_Shape annotation entries_:
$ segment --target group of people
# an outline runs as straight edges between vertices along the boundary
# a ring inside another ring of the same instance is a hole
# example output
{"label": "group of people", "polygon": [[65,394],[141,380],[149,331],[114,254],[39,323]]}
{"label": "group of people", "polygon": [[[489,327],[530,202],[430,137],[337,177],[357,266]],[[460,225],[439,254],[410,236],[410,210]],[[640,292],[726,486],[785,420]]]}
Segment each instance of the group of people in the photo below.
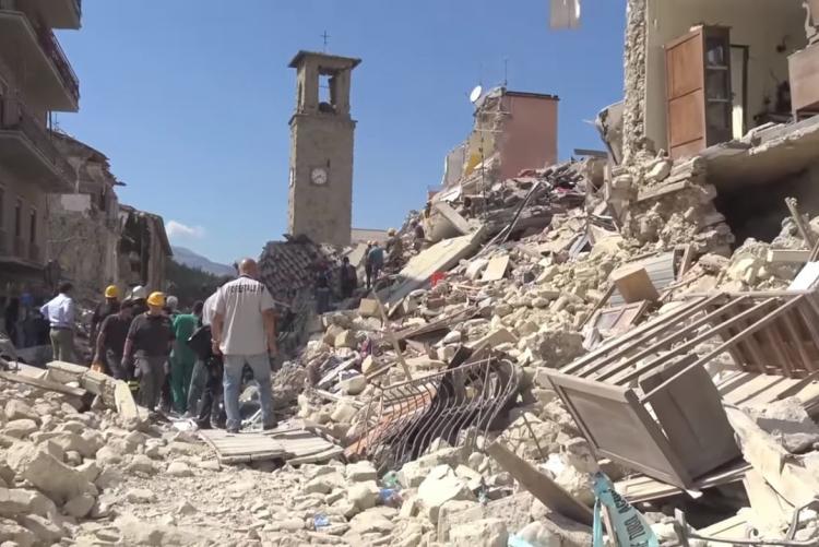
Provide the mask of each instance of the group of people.
{"label": "group of people", "polygon": [[[191,313],[177,311],[178,300],[135,287],[120,301],[109,286],[91,325],[95,342],[92,366],[139,391],[149,412],[174,409],[200,427],[221,427],[224,400],[229,432],[241,426],[239,395],[246,369],[259,384],[262,426],[273,416],[271,357],[277,353],[276,313],[252,259],[238,265],[238,277],[217,287]],[[55,359],[74,361],[75,306],[70,283],[43,307],[50,323]]]}

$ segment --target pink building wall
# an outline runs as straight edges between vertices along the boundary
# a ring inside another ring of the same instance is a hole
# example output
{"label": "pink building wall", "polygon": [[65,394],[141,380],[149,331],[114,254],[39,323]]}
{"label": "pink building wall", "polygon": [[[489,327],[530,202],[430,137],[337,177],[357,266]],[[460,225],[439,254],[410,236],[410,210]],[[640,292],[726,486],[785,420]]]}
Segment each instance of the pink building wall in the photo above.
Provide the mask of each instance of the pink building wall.
{"label": "pink building wall", "polygon": [[499,142],[501,180],[557,163],[558,100],[551,95],[506,93],[502,108],[509,116]]}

_Work required_: Pull out each line in the records above that contains the word "Provide", copying every one in full.

_Written response_:
Provide the mask of each instance of the group of people.
Provide the mask of each instance of the pink building wall.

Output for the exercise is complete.